------ Data to use ------

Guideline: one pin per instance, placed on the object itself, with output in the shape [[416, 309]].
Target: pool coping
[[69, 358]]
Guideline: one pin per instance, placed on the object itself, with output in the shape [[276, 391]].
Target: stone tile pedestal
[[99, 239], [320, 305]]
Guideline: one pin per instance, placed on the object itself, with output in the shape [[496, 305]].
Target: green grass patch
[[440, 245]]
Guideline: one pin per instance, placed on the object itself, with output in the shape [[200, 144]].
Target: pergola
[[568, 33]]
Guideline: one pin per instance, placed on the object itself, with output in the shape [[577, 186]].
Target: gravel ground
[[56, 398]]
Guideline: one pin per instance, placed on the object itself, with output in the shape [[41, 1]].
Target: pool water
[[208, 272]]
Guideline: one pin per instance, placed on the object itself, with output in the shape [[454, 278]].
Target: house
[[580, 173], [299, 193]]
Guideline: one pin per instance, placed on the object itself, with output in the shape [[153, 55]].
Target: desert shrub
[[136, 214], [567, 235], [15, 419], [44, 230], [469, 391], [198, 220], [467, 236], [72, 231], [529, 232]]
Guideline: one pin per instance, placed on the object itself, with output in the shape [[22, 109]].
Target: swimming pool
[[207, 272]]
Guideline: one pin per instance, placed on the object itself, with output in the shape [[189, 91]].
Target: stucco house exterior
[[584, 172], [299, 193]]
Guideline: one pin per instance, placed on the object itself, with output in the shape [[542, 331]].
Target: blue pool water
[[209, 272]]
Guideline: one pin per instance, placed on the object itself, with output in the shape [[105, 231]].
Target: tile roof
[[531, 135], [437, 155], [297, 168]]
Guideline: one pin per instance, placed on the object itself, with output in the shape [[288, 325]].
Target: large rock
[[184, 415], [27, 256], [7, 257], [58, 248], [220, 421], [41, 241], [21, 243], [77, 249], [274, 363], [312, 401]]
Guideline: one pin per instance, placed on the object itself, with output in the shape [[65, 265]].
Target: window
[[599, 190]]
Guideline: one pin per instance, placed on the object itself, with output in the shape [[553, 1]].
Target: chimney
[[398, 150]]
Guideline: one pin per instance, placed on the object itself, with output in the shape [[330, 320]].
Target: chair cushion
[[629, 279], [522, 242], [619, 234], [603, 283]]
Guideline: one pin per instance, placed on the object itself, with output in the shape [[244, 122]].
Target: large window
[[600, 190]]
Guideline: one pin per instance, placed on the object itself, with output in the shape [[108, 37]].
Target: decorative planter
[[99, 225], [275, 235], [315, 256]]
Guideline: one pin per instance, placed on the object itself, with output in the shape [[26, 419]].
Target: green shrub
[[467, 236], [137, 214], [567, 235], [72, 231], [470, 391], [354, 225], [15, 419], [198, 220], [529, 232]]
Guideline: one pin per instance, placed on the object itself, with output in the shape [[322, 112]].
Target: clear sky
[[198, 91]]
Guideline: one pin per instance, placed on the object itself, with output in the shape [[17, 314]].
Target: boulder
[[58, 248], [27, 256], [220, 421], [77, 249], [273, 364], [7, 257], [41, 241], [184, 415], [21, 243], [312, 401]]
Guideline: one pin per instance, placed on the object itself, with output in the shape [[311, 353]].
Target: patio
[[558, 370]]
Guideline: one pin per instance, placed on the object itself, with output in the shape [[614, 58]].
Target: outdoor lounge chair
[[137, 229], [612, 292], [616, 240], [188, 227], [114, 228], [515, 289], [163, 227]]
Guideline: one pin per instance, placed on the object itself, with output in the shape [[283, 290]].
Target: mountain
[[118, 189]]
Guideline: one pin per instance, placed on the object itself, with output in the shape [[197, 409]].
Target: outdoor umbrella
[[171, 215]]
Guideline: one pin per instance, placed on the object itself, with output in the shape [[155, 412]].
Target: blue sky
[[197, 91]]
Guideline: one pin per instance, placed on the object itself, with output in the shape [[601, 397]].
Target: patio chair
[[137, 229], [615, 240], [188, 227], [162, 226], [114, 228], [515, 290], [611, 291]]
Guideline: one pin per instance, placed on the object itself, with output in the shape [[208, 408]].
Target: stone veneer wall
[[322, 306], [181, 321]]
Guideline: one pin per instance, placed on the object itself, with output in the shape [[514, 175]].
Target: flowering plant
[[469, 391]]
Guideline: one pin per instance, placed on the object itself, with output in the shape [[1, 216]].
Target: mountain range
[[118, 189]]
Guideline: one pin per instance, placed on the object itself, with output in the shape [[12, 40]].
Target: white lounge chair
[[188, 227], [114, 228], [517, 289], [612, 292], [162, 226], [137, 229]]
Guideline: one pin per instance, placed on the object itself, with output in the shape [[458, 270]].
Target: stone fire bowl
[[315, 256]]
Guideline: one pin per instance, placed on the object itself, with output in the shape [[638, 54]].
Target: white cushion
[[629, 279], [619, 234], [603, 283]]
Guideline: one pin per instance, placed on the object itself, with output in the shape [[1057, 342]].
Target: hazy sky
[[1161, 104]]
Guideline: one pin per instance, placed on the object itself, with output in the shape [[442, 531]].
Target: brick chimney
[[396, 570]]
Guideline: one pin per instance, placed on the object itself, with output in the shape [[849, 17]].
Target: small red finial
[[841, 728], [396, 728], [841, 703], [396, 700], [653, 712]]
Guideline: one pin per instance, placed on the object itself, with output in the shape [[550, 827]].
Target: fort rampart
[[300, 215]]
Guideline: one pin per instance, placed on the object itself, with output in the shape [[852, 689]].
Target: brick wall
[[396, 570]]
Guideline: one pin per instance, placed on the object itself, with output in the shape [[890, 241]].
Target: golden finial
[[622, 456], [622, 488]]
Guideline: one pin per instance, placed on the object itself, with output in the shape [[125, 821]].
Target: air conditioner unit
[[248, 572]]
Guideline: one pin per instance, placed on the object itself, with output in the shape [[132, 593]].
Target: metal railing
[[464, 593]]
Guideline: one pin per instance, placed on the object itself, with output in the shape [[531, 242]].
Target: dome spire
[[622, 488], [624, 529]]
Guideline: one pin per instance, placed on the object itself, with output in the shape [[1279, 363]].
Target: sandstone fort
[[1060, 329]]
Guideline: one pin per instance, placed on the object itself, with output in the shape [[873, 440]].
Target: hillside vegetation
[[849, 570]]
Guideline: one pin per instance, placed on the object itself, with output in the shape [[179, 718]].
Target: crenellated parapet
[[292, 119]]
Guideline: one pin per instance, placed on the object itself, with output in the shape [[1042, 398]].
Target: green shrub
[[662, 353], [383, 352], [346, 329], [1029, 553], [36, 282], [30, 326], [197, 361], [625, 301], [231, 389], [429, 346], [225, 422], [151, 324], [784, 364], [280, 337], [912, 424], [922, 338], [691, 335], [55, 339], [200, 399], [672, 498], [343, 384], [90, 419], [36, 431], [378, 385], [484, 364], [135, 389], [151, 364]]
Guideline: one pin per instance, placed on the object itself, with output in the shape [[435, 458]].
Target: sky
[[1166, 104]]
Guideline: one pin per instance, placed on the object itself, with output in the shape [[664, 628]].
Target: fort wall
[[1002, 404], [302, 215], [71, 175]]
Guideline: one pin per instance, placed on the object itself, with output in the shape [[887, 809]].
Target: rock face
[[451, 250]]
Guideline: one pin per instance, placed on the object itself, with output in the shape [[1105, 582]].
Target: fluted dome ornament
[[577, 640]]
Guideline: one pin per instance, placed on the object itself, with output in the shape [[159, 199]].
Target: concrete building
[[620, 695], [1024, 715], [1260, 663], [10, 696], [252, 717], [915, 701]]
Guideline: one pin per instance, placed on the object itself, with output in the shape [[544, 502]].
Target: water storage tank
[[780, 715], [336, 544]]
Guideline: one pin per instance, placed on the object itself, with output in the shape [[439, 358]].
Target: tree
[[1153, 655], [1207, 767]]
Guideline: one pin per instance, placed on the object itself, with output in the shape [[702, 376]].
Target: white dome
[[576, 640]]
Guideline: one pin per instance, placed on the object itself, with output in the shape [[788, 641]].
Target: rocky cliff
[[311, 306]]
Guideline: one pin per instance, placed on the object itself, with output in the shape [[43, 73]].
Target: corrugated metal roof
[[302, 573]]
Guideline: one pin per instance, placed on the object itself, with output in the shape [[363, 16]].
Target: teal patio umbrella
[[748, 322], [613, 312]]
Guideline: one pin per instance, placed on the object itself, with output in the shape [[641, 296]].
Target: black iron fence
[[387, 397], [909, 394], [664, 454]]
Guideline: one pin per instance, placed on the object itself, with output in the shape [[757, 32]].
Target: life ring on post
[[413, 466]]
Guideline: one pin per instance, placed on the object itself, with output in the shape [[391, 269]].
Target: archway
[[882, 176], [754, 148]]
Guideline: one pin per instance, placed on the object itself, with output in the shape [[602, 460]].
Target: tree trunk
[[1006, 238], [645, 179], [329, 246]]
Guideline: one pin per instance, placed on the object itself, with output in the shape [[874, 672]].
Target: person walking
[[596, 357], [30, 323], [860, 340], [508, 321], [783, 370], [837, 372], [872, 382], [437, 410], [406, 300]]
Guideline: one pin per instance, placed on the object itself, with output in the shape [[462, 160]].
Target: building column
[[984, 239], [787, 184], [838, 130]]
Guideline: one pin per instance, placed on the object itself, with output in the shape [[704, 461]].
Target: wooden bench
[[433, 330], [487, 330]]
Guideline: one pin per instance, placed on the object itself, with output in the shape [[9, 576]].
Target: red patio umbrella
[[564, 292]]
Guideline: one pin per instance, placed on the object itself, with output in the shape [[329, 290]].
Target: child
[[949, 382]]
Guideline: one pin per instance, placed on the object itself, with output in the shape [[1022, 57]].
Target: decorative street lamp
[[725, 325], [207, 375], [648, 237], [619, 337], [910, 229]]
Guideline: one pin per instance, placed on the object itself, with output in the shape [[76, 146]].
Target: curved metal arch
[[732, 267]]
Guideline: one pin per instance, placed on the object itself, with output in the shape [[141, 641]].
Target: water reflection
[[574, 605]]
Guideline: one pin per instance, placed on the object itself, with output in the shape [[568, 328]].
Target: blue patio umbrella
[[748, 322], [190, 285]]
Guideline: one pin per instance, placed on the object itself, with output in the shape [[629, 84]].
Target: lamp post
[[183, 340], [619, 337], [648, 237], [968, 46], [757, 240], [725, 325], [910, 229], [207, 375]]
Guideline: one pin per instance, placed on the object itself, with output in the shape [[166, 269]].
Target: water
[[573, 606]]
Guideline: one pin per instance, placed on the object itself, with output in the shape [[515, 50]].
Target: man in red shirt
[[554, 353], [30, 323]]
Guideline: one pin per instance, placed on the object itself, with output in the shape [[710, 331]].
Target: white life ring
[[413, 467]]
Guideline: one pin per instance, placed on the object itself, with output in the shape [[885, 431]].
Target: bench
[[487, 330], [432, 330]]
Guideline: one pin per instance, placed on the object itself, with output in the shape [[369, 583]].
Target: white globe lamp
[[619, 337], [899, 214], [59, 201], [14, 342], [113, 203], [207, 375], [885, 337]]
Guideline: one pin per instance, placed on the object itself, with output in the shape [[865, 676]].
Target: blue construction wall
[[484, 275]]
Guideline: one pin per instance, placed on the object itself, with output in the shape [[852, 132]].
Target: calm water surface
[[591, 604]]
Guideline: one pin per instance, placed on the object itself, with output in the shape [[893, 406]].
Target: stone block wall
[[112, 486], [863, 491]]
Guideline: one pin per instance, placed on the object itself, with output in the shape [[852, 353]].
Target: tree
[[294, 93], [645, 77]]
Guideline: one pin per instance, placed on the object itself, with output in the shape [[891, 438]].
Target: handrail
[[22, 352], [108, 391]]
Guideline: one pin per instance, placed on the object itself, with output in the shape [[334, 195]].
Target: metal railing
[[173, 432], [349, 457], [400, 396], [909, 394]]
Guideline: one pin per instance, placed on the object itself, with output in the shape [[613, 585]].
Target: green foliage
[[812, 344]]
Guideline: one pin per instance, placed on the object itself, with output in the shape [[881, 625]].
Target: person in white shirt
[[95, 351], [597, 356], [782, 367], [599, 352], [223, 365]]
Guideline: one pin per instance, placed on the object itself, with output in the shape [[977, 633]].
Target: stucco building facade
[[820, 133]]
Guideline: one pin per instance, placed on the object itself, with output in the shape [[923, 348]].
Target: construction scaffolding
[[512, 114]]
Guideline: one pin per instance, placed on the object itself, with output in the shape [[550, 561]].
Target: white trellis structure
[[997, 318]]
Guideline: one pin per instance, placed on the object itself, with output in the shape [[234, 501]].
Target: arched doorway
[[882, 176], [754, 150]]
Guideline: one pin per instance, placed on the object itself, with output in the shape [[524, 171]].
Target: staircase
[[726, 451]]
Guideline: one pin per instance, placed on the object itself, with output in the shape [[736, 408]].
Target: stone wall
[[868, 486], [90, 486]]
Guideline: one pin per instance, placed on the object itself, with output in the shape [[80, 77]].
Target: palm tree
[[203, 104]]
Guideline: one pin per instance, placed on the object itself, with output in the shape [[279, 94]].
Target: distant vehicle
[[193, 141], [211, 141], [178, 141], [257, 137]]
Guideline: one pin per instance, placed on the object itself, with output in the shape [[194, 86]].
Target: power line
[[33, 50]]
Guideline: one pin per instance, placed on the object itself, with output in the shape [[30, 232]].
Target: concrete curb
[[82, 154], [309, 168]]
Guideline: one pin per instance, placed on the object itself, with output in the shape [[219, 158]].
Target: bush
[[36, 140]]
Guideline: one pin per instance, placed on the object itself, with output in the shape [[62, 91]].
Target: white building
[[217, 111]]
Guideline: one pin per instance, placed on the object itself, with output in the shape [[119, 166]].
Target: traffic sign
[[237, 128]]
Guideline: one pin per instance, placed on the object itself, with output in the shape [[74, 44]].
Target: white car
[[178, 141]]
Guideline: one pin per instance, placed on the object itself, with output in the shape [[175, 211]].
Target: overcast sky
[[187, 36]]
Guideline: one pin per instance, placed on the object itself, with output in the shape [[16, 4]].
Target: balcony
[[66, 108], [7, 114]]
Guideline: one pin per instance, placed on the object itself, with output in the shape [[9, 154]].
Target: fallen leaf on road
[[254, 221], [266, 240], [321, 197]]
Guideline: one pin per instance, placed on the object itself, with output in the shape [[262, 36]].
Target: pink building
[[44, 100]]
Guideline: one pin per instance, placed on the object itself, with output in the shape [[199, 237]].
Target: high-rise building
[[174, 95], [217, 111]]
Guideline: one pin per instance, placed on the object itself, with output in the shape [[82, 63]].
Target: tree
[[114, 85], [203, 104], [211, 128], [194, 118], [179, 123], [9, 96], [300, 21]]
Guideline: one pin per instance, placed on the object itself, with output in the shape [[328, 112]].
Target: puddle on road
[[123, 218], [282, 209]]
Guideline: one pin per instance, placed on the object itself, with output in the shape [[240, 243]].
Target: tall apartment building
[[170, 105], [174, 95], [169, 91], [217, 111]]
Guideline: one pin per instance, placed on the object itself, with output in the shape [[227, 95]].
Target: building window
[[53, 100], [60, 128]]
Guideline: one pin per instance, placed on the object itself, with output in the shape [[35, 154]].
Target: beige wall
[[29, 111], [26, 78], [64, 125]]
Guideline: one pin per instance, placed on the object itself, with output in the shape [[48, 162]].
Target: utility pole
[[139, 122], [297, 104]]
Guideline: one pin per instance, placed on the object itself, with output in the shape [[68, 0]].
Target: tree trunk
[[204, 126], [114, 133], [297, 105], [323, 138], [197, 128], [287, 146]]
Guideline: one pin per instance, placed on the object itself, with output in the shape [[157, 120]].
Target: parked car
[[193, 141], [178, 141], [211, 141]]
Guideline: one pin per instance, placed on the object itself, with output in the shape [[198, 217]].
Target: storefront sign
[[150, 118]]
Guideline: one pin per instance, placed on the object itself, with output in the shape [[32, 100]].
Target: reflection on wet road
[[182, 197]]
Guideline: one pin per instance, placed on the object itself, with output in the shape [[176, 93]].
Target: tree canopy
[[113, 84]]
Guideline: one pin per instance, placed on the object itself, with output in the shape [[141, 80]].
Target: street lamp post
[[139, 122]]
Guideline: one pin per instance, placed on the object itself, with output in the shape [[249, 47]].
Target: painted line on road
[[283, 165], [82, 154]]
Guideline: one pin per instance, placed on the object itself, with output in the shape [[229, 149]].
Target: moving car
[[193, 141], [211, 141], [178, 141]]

------

§ **Task statement**
Output the material as a Markdown table with the columns No. and Line, starting with the first line and going on through the line with "[[599, 190]]". Give each line its own numbered row and leave out blank lines.

§ **Task answer**
| No. | Line |
|---|---|
| 1 | Guideline: one pin per instance, placed on the object itself, with output in the shape [[416, 309]]. |
| 2 | Target: pool coping |
| 3 | [[69, 358]] |
| 4 | Guideline: one pin per instance, placed on the object itself, with output in the shape [[276, 391]]. |
| 5 | Target: stone tile pedestal |
| 6 | [[99, 239], [320, 305]] |
| 7 | Guideline: one pin per instance, placed on the object itself, with output in the shape [[496, 305]]. |
| 8 | Target: green grass patch |
| 9 | [[440, 245]] |
| 10 | Guideline: one pin per instance, placed on the object itself, with output in the shape [[200, 144]]. |
| 11 | Target: pergola |
| 12 | [[568, 33]] |
| 13 | Guideline: one pin per instance, placed on the object itself, with output in the shape [[577, 186]]. |
| 14 | Target: gravel ground |
| 15 | [[56, 398]] |
| 16 | Guideline: one pin per instance, placed on the object itself, with output in the shape [[41, 1]]. |
| 17 | Target: pool water |
| 18 | [[208, 272]] |
| 19 | Guideline: one pin per instance, placed on the object itself, with output in the shape [[454, 278]]. |
| 20 | Target: house |
| 21 | [[580, 173], [299, 193]] |
| 22 | Guideline: one pin per instance, placed on the object itself, with output in the shape [[153, 55]]. |
| 23 | Target: desert shrub |
| 24 | [[136, 214], [567, 235], [15, 419], [44, 230], [469, 391], [198, 220], [467, 236], [72, 231], [529, 232]] |
| 25 | Guideline: one pin per instance, placed on the object itself, with output in the shape [[22, 109]]. |
| 26 | Target: swimming pool |
| 27 | [[207, 272]] |
| 28 | Guideline: one pin per instance, placed on the object itself, with output in the shape [[189, 91]]. |
| 29 | Target: stucco house exterior |
| 30 | [[584, 172], [299, 193]] |
| 31 | Guideline: one pin per instance, placed on the object itself, with output in the shape [[542, 331]]. |
| 32 | Target: blue pool water |
| 33 | [[209, 272]] |
| 34 | Guideline: one pin per instance, placed on the object itself, with output in the shape [[105, 231]]. |
| 35 | Target: tile roof |
| 36 | [[531, 135], [437, 155], [297, 168]] |
| 37 | Guideline: one pin per instance, placed on the object itself, with output in the shape [[288, 325]]. |
| 38 | Target: large rock |
| 39 | [[184, 415], [27, 256], [7, 257], [58, 248], [220, 421], [41, 241], [21, 243], [77, 249], [274, 363], [312, 401]] |
| 40 | Guideline: one pin per instance, placed on the object itself, with output in the shape [[65, 265]]. |
| 41 | Target: window |
| 42 | [[599, 190]] |